▸ What is required
The goal is to restate all of the records below word for word.

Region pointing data
····················
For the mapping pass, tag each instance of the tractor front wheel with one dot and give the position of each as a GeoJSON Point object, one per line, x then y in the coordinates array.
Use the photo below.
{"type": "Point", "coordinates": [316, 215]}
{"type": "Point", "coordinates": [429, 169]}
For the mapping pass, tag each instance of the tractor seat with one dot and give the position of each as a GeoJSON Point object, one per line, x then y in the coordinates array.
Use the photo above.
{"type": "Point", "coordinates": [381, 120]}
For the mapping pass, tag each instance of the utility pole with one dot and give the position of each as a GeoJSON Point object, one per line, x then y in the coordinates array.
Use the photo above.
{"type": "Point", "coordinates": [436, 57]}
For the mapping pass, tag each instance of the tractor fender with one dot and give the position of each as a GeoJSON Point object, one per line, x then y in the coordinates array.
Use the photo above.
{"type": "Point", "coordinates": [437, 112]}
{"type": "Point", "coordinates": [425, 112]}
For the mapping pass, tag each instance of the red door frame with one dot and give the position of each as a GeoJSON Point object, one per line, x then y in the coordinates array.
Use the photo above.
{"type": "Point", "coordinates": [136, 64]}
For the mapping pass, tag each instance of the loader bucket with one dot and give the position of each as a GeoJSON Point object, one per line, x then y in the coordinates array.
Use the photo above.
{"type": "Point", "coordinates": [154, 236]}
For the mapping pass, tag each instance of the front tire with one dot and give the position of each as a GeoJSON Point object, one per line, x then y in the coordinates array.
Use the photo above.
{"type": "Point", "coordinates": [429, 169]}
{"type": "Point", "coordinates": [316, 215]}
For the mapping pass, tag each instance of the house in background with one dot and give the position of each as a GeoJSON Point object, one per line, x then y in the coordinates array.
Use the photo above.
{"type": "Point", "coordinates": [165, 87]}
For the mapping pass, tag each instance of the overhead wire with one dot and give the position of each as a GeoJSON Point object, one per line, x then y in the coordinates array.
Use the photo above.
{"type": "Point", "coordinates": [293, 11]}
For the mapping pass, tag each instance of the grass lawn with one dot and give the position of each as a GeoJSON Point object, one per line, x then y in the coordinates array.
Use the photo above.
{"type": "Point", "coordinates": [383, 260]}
····················
▸ Exercise response
For the mapping pass, tag each instance of the tractor front wheel with one dot and give the position of each as a GeoJSON Point object, one per line, x then y in the coordinates array.
Use the photo below.
{"type": "Point", "coordinates": [316, 215]}
{"type": "Point", "coordinates": [429, 169]}
For the mapping pass, tag each instance of the tractor seat with one dot and give the position of each as a GeoJSON Point object, one per line, x then y in the coordinates array.
Use the photo above.
{"type": "Point", "coordinates": [381, 120]}
For the mapping pass, tag each instance of the utility pole with one dot and give the position of each as a GeoJSON Point object, one per line, x then y in the coordinates array.
Use the photo above.
{"type": "Point", "coordinates": [436, 57]}
For the mapping pass, tag each instance of the tractor fender with one dot and give the position of each as a GeoJSON Point object, one per line, x then y in the coordinates array.
Use the photo above.
{"type": "Point", "coordinates": [437, 112]}
{"type": "Point", "coordinates": [425, 112]}
For the mapping pass, tag each instance of the red door frame with one dot and give the position of each as a GeoJSON Point object, one per line, x then y in the coordinates array.
Use the photo above.
{"type": "Point", "coordinates": [136, 64]}
For the mapping pass, tag each instance of the loader bucket with one dot and give the position of each as a GeoJSON Point object, one per line, x then y in the coordinates array.
Use the photo above.
{"type": "Point", "coordinates": [154, 236]}
For the mapping pass, tag each instance of the front tire with one dot and give the position of each as a GeoJSON Point object, one per line, x then y in the coordinates array.
Use the photo above.
{"type": "Point", "coordinates": [429, 169]}
{"type": "Point", "coordinates": [316, 215]}
For the mapping pass, tag each instance of the house in background with one dot and give the position of each as a GeoJSON Point object, one per line, x then y in the coordinates array.
Use the photo above.
{"type": "Point", "coordinates": [165, 87]}
For the mapping pass, tag each instance of the overhead wire with one dot and give the position of each as a GeoJSON Point object, one per line, x then y in the coordinates array.
Use the photo above.
{"type": "Point", "coordinates": [293, 11]}
For the mapping pass, tag each instance of the grass lawn with one dot and give the position of each as a GeoJSON Point object, one per line, x then y in the coordinates array.
Use the photo above.
{"type": "Point", "coordinates": [383, 260]}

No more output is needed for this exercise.